[Dataset entries]
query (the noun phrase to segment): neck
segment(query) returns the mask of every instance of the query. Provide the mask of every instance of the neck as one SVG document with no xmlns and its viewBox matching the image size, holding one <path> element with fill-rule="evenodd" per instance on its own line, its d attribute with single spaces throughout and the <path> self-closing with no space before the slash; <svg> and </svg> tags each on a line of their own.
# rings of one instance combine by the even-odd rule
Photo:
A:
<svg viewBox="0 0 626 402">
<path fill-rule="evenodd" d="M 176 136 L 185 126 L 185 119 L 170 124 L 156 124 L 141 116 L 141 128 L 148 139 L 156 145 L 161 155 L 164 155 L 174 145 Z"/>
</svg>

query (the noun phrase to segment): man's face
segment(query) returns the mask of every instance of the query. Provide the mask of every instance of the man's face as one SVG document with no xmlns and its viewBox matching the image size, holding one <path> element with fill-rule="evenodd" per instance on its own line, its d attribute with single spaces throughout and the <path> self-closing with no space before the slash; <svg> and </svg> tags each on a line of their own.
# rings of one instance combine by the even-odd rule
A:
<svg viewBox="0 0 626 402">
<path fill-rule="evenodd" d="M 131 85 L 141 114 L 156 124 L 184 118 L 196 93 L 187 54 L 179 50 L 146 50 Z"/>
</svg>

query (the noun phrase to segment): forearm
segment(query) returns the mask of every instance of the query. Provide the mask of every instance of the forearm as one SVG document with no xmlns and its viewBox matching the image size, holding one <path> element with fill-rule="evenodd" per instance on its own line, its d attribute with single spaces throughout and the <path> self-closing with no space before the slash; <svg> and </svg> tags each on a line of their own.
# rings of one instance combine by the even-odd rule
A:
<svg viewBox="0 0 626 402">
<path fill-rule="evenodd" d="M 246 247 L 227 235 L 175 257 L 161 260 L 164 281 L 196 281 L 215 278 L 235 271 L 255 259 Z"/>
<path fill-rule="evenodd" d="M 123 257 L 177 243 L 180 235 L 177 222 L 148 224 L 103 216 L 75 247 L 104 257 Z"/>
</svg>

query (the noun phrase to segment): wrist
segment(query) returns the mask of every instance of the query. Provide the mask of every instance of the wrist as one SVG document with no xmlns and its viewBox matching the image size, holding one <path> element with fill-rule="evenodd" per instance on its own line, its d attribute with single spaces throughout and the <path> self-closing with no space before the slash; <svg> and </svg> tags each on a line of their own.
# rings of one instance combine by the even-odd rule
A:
--
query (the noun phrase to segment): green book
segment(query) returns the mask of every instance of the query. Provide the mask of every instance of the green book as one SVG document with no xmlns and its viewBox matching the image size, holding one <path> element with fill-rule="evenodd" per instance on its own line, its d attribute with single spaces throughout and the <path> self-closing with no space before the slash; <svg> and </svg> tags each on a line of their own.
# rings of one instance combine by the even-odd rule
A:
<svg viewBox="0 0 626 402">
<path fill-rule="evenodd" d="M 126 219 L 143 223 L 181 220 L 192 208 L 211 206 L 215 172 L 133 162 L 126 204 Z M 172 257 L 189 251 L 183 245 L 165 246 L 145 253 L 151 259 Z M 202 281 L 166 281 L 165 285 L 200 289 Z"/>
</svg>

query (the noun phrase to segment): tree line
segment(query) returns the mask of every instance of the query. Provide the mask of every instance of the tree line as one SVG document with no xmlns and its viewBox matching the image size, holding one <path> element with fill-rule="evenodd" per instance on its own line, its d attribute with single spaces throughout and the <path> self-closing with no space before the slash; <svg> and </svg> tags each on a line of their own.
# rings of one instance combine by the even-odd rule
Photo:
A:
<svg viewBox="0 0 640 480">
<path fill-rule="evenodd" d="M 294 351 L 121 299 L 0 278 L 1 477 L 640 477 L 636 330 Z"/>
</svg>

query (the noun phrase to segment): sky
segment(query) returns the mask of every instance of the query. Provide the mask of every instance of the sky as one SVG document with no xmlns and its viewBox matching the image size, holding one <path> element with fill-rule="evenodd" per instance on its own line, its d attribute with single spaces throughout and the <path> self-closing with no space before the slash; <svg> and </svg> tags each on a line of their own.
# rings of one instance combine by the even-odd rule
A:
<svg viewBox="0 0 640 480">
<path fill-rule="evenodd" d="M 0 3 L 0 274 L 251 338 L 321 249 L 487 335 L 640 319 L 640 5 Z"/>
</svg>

* Exercise requirements:
Each line above that contains the word "forearm" should be copied.

* Exercise output:
query (the noun phrase to segment): forearm
segment(query) returns the mask of every instance of the query. Provide the mask of every instance of the forearm as one SVG document with no xmlns and its viewBox matching the image size, holding one <path> element with fill-rule="evenodd" per instance on its own line, its d attribute with single spaces throughout and the <path> self-closing with no space before the slash; <svg> and </svg> tags each on a line of their own.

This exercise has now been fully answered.